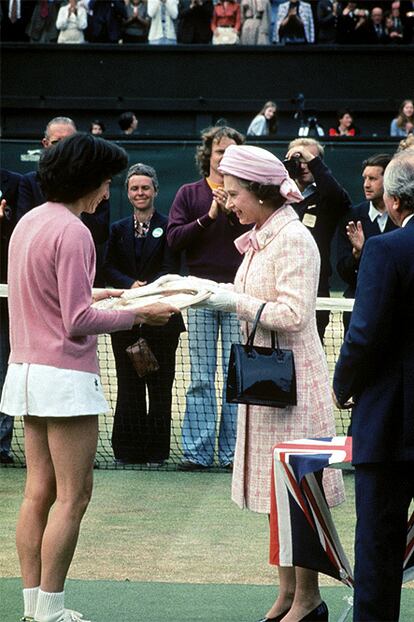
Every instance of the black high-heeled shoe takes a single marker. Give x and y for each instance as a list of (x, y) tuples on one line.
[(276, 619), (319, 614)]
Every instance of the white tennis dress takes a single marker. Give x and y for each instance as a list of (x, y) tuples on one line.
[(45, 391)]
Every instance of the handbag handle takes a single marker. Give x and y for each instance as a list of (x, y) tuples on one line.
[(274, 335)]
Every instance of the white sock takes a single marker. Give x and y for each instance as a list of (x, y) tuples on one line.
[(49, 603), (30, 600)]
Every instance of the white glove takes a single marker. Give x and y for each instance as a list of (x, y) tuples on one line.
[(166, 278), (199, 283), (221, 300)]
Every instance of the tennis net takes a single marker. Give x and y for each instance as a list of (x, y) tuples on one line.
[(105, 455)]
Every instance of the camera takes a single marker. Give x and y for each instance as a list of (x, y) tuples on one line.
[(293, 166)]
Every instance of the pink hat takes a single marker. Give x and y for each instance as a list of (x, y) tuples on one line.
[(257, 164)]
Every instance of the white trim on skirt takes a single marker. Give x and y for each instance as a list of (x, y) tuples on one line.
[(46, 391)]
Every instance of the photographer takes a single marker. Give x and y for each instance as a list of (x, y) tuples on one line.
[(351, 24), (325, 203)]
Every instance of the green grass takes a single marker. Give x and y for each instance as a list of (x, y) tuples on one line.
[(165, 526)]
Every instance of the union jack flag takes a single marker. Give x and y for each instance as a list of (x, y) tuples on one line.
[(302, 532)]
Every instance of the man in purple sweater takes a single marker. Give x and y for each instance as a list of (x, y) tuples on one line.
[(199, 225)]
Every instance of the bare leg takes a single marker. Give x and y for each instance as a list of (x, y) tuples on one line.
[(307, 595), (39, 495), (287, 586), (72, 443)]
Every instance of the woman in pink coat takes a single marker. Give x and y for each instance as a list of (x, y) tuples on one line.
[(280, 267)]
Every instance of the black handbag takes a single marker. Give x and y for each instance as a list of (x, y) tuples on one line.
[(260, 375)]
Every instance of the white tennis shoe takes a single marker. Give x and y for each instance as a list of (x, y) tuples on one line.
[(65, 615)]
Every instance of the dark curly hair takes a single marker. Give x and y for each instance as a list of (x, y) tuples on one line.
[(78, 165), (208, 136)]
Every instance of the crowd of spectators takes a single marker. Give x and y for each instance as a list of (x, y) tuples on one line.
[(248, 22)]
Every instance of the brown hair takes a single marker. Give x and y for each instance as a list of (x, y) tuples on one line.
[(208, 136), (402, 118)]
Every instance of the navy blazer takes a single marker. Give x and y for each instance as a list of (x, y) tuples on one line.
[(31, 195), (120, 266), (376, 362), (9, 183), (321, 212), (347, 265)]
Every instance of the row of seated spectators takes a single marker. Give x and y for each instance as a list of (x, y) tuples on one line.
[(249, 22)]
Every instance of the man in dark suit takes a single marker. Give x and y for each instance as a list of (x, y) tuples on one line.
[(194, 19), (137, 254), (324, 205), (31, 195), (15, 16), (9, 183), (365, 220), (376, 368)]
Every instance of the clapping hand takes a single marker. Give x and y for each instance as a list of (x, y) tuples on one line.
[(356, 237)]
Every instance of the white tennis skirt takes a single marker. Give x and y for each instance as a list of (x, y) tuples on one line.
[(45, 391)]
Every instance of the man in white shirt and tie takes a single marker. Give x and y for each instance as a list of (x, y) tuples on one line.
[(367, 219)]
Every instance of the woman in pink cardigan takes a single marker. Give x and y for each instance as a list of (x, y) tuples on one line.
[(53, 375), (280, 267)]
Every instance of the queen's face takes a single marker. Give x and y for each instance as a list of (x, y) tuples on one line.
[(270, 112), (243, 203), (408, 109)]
^^^^^^^^
Copy out only the lines from the one containing "Every instance of the navy" through the one containing "212), (347, 265)]", inclusive, replacing "navy blazer" with "dark jacket" and changing nothing else.

- Finished task -
Every instance of the dark jacket takes a single marker. Give x and y for each instance as a list of (x, y) tuples on one line.
[(31, 195), (120, 266), (376, 362), (9, 183), (321, 212), (347, 265)]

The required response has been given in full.